**THE TASK**. Extract every line from the records below that contains the word "dark".

**TASK INPUTS**.
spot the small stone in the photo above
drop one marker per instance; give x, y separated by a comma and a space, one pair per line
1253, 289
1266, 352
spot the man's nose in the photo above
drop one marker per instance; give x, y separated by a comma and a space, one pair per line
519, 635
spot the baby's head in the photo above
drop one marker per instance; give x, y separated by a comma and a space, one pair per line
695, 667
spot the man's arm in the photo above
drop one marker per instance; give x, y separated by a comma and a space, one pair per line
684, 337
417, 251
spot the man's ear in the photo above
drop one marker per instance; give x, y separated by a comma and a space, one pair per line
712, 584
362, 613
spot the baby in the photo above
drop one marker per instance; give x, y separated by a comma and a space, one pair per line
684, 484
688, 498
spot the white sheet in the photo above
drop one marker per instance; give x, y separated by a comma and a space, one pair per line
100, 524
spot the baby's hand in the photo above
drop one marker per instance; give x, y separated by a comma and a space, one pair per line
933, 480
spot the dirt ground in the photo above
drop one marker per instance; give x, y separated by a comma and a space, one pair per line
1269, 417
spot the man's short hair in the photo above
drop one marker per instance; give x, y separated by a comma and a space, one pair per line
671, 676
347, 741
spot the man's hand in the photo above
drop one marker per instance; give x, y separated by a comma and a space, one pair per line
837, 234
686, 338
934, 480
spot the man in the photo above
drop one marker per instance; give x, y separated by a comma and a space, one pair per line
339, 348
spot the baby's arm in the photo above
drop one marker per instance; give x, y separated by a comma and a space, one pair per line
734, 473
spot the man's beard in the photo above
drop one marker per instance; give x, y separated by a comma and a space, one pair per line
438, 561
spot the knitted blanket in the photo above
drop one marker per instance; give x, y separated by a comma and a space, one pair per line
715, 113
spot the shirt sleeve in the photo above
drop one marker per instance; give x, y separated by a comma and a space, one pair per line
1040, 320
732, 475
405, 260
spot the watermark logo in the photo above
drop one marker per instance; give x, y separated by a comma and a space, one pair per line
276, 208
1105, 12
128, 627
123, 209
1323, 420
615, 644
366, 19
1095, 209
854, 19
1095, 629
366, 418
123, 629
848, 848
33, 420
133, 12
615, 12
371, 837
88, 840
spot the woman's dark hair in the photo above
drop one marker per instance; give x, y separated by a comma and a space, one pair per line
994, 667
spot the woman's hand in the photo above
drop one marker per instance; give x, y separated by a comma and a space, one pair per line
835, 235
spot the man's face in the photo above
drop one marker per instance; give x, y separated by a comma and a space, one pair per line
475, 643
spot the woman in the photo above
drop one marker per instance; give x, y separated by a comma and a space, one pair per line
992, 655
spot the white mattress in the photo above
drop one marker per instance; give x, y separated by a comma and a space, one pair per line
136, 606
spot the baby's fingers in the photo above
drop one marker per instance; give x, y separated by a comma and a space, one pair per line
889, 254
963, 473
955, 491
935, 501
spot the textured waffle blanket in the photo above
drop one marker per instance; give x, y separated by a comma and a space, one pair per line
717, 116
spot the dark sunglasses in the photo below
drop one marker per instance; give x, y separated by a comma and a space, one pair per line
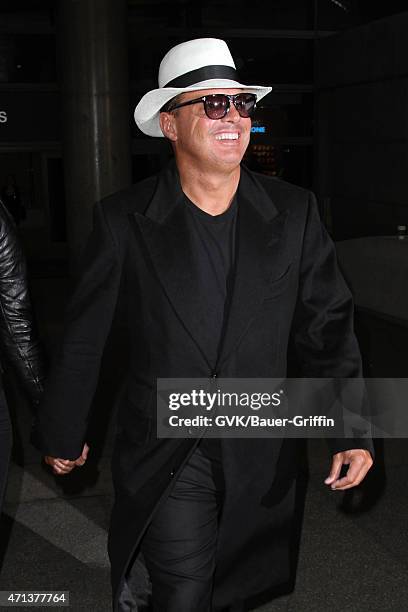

**RESPONSE**.
spot the woman's dark hair in the photo above
spot the dark sunglasses in the photo below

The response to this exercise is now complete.